• **Exercices à traiter**
a) D'après l'article sur Portrait Avedon-Baldwin, pourquoi ce spectacle porte-t-il le nom de « portrait » ? Répondez en une à trois phrases.
b) Reproduisez le passage de l'article sur Portrait Avedon-Baldwin qui va de « Portrait Avedon-Baldwin : entretiens imaginaires, adaptation » jusqu'à « Théâtre du Blog ). ».

··· Section de texte ···

Portrait Avedon-Baldwin : entretiens imaginaires, adaptation d’Elise Vigier et Kevin Keiss, mise en scène d’Elise Vigier
Portrait Avedon-Baldwin : entretiens imaginaires, texte d’Elise Vigier et Kevin Keiss, mise en scène d’Elise Vigier
Ce spectacle fait partie des Portraits imaginés par Marcial Di Fonzo, le directeur du Centre Dramatique National-Comédie de Caen: «Un regard sur un auteur, un artiste, un intellectuel, un scientifique, une personne au parcours pas ordinaire». Nous avions apprécié Letzlove-portrait(s) Foucault mis en scène par Pierre Maillet, Portrait de Ludmilla en Nina Simone, écrit et mis en scène par David Lescot et Portrait de Raoul de Philippe Minyana, mise en scène de Marcial Di Fonzo Bo (voir le Théâtre du Blog ).

··· Contenu des données ···

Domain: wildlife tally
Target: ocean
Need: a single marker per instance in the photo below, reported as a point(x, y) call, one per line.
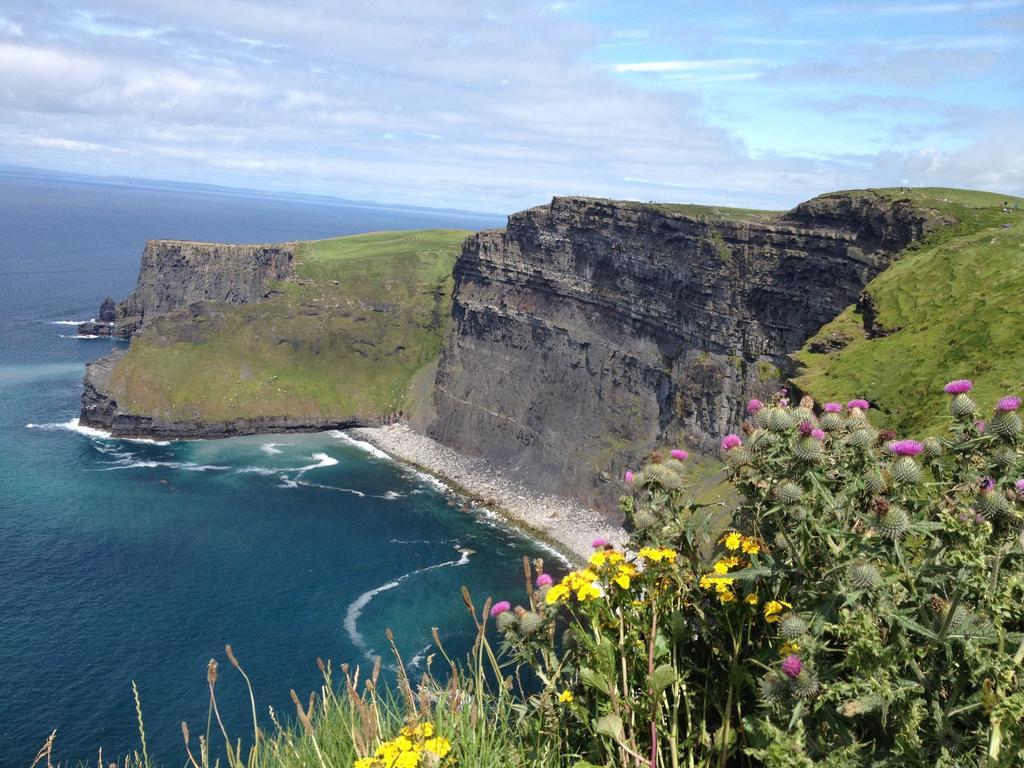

···

• **Liste des réponses**
a) Ce spectacle fait partie de la série des Portraits imaginée par le directeur du Centre Dramatique National-Comédie de Caen. Cette série se veut un regard sur un auteur, un artiste, un intellectuel, un scientifique ou une personne au parcours pas ordinaire.

b)
Portrait Avedon-Baldwin : entretiens imaginaires, adaptation d’Elise Vigier et Kevin Keiss, mise en scène d’Elise Vigier
Portrait Avedon-Baldwin : entretiens imaginaires, texte d’Elise Vigier et Kevin Keiss, mise en scène d’Elise Vigier
Ce spectacle fait partie des Portraits imaginés par Marcial Di Fonzo, le directeur du Centre Dramatique National-Comédie de Caen: «Un regard sur un auteur, un artiste, un intellectuel, un scientifique, une personne au parcours pas ordinaire». Nous avions apprécié Letzlove-portrait(s) Foucault mis en scène par Pierre Maillet, Portrait de Ludmilla en Nina Simone, écrit et mis en scène par David Lescot et Portrait de Raoul de Philippe Minyana, mise en scène de Marcial Di Fonzo Bo (voir le Théâtre du Blog ).